◆ TASK DETAILS: Reproduce each of the following records verbatim, line by line, from the first to the last.

◆ DATA RECORDS:
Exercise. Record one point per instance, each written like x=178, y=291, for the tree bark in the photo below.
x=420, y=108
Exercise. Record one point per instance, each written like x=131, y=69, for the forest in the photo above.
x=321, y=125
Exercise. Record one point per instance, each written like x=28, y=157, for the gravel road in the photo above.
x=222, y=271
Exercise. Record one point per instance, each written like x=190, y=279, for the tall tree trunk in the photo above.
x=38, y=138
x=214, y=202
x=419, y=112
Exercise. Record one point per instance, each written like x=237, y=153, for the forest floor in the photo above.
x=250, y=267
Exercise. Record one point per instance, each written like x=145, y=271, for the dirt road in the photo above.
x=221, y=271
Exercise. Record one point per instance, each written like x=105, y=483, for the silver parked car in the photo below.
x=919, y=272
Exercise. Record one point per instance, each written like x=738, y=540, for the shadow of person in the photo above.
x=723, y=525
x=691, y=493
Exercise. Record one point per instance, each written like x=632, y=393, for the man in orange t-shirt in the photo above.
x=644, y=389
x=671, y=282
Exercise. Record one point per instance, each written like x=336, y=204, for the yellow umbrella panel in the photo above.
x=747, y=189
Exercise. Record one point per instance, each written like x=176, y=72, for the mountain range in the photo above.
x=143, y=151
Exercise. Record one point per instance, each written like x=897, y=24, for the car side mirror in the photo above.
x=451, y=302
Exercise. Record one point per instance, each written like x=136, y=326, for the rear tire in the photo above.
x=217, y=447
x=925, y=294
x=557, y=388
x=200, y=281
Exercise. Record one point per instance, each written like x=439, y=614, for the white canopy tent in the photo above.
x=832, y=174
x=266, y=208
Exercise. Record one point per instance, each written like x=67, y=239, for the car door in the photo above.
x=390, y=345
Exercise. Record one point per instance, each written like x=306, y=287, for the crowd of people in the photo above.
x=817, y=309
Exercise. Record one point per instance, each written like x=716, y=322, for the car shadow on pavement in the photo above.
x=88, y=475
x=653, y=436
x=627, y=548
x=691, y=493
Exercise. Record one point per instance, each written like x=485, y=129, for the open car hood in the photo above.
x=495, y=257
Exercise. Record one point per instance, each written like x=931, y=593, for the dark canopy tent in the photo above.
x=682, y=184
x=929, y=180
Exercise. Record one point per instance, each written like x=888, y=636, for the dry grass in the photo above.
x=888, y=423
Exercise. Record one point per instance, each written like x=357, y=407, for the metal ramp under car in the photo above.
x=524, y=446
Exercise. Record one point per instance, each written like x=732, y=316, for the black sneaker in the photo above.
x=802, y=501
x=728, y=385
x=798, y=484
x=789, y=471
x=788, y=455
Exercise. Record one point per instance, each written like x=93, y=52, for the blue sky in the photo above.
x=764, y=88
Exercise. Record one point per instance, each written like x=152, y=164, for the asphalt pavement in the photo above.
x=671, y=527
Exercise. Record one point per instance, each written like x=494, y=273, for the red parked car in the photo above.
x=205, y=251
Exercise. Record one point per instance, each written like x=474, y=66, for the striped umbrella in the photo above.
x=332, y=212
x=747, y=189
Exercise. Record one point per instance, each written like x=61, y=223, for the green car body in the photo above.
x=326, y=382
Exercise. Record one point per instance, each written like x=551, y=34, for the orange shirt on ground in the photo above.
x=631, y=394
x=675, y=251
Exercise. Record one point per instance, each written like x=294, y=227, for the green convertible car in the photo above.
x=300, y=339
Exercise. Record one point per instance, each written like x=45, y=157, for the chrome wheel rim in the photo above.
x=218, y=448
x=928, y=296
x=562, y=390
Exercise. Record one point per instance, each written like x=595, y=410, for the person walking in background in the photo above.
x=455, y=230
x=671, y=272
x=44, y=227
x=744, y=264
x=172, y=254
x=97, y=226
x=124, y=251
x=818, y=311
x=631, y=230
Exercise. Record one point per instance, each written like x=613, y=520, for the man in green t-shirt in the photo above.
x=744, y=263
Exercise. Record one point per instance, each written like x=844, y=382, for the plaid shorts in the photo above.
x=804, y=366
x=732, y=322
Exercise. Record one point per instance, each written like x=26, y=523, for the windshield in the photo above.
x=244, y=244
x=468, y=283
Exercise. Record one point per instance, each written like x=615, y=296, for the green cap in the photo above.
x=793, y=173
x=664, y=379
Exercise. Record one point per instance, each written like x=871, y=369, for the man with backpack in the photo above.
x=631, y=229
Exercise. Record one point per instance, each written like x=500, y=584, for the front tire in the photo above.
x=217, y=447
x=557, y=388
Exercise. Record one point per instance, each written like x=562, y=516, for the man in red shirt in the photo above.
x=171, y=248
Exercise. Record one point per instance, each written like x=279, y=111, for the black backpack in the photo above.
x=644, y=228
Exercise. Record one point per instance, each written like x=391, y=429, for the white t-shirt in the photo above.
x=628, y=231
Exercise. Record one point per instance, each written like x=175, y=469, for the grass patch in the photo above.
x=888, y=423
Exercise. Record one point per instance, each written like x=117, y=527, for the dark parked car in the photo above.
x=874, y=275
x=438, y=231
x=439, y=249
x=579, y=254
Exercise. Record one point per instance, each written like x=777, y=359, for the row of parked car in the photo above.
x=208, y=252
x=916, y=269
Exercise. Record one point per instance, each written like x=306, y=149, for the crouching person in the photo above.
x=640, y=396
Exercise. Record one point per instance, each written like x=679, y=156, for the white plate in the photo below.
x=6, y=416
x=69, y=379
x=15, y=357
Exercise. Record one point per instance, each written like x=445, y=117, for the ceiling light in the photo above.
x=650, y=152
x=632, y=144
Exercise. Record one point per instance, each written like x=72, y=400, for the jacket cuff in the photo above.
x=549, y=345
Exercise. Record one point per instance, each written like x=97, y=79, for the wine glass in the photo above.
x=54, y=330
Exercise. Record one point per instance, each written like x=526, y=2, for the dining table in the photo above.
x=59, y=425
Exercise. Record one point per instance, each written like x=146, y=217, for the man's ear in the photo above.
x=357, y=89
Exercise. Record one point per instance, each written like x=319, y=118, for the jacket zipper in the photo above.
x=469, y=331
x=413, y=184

◆ OUTPUT BELOW:
Exercise. Record one point per instance, each written like x=178, y=291, for the tree bark in the photo below.
x=420, y=108
Exercise. Record one point per instance, each written like x=131, y=69, for the forest in the photo above.
x=321, y=125
Exercise. Record one point per instance, each written like x=28, y=157, for the gravel road in the photo above.
x=222, y=271
Exercise. Record one point per instance, each written like x=190, y=279, for the tall tree trunk in the photo above.
x=38, y=138
x=214, y=202
x=419, y=112
Exercise. Record one point per instance, each written like x=237, y=153, for the forest floor in the photo above.
x=250, y=267
Exercise. Record one point per instance, each written like x=145, y=271, for the dirt road in the photo above.
x=221, y=271
Exercise. Record one point per instance, each written like x=105, y=483, for the silver parked car in the photo below.
x=919, y=272
Exercise. Record one point per instance, each written like x=738, y=540, for the shadow of person in the photo above.
x=723, y=525
x=691, y=493
Exercise. Record one point per instance, each written like x=632, y=393, for the man in orange t-shirt in the photo above.
x=644, y=389
x=671, y=282
Exercise. Record one point per instance, each written like x=336, y=204, for the yellow umbrella panel in the photo above.
x=747, y=189
Exercise. Record one point per instance, each written like x=176, y=72, for the mountain range in the photo above.
x=143, y=151
Exercise. Record one point per instance, each written like x=897, y=24, for the car side mirror in the photo above.
x=451, y=302
Exercise. Record one point per instance, each written like x=136, y=326, for the rear tire in the photo above.
x=217, y=447
x=925, y=294
x=557, y=388
x=200, y=281
Exercise. Record one point per instance, each written like x=439, y=614, for the white canopy tent in the photo above.
x=832, y=174
x=266, y=208
Exercise. Record one point per instance, each written like x=67, y=239, for the car door in the photo above.
x=390, y=345
Exercise. Record one point per instance, each written like x=306, y=287, for the crowd of people in the photo above.
x=817, y=309
Exercise. Record one point per instance, each written like x=716, y=322, for the car shadow on pavement in the photo above.
x=88, y=475
x=653, y=436
x=627, y=548
x=691, y=493
Exercise. Record one point per instance, each written like x=485, y=129, for the open car hood in the photo above.
x=495, y=257
Exercise. Record one point per instance, each written like x=931, y=593, for the dark canopy tent in the photo above.
x=682, y=184
x=929, y=180
Exercise. Record one point per instance, each written like x=888, y=636, for the dry grass in the photo above.
x=888, y=423
Exercise. Record one point per instance, each written like x=357, y=407, for the metal ramp under car in the photo above.
x=524, y=446
Exercise. Record one point per instance, each written like x=732, y=316, for the black sneaker in the photo above.
x=802, y=501
x=728, y=385
x=798, y=484
x=789, y=471
x=788, y=455
Exercise. Record one point per instance, each written like x=93, y=52, for the blue sky in the photo above.
x=764, y=88
Exercise. Record one point per instance, each written like x=152, y=164, for the asphalt pavement in the photo above.
x=671, y=527
Exercise. Record one point per instance, each written like x=494, y=273, for the red parked car in the photo above.
x=205, y=251
Exercise. Record one point per instance, each written like x=474, y=66, for the striped umbrella in the photo above.
x=332, y=212
x=747, y=189
Exercise. Record one point per instance, each written like x=61, y=223, for the green car body in the photo above.
x=326, y=382
Exercise. Record one point per instance, each written like x=551, y=34, for the orange shirt on ground in the photo above.
x=631, y=394
x=675, y=251
Exercise. Record one point per instance, each written like x=294, y=227, for the green convertible car in the photo above.
x=300, y=339
Exercise. Record one point per instance, each written like x=45, y=157, for the chrome wheel rim in the photo above.
x=218, y=448
x=928, y=296
x=562, y=390
Exercise. Record one point per instance, each written like x=595, y=410, for the person walking in background in the photo above.
x=455, y=230
x=671, y=272
x=44, y=227
x=744, y=264
x=172, y=254
x=97, y=226
x=124, y=251
x=818, y=311
x=631, y=230
Exercise. Record one point per instance, each written like x=613, y=520, for the man in green t-shirt in the photo above.
x=744, y=263
Exercise. Record one point per instance, each written like x=844, y=382, for the plaid shorts in the photo above.
x=804, y=366
x=732, y=322
Exercise. Record one point per instance, each written like x=26, y=523, for the windshield in the photo above.
x=244, y=244
x=468, y=283
Exercise. Record one point per instance, each written like x=615, y=296, for the green cap in the photo above.
x=793, y=173
x=664, y=379
Exercise. Record one point per instance, each written like x=871, y=369, for the man with backpack in the photo above.
x=631, y=229
Exercise. Record one point per instance, each written like x=500, y=584, for the front tire in the photo above.
x=217, y=447
x=557, y=388
Exercise. Record one point per instance, each written like x=562, y=516, for the man in red shirt in the photo above.
x=171, y=248
Exercise. Record one point per instance, each written like x=279, y=111, for the black backpack in the photo above.
x=644, y=228
Exercise. Record one point per instance, each written like x=391, y=429, for the white t-shirt in the photo above.
x=628, y=231
Exercise. Record one point per instance, each written like x=175, y=469, for the grass patch in the photo above.
x=888, y=423
Exercise. Record one point per instance, each written like x=117, y=527, for the dark parked car in the photo above.
x=874, y=275
x=438, y=231
x=439, y=249
x=579, y=254
Exercise. Record one point per instance, each written like x=777, y=359, for the row of parked car in the photo above.
x=208, y=252
x=916, y=269
Exercise. Record one point per instance, each written like x=306, y=149, for the crouching person in the photo above.
x=640, y=396
Exercise. Record one point per instance, each written like x=679, y=156, for the white plate in the photo below.
x=6, y=416
x=69, y=379
x=15, y=357
Exercise. Record one point per instance, each written like x=445, y=117, for the ceiling light in the photo above.
x=650, y=152
x=632, y=144
Exercise. Record one point per instance, each written like x=72, y=400, for the jacket cuff in the photo above.
x=549, y=345
Exercise. Record one point per instance, each written like x=97, y=79, for the wine glass in the photo above.
x=54, y=330
Exercise. Record one point per instance, each written like x=526, y=2, for the dining table in the photo above.
x=59, y=425
Exercise. Record one point per instance, each written like x=146, y=217, for the man's ear in the photo above.
x=357, y=89
Exercise. Record one point per instance, each written like x=319, y=118, for the jacket zipper in the photo above.
x=469, y=331
x=413, y=184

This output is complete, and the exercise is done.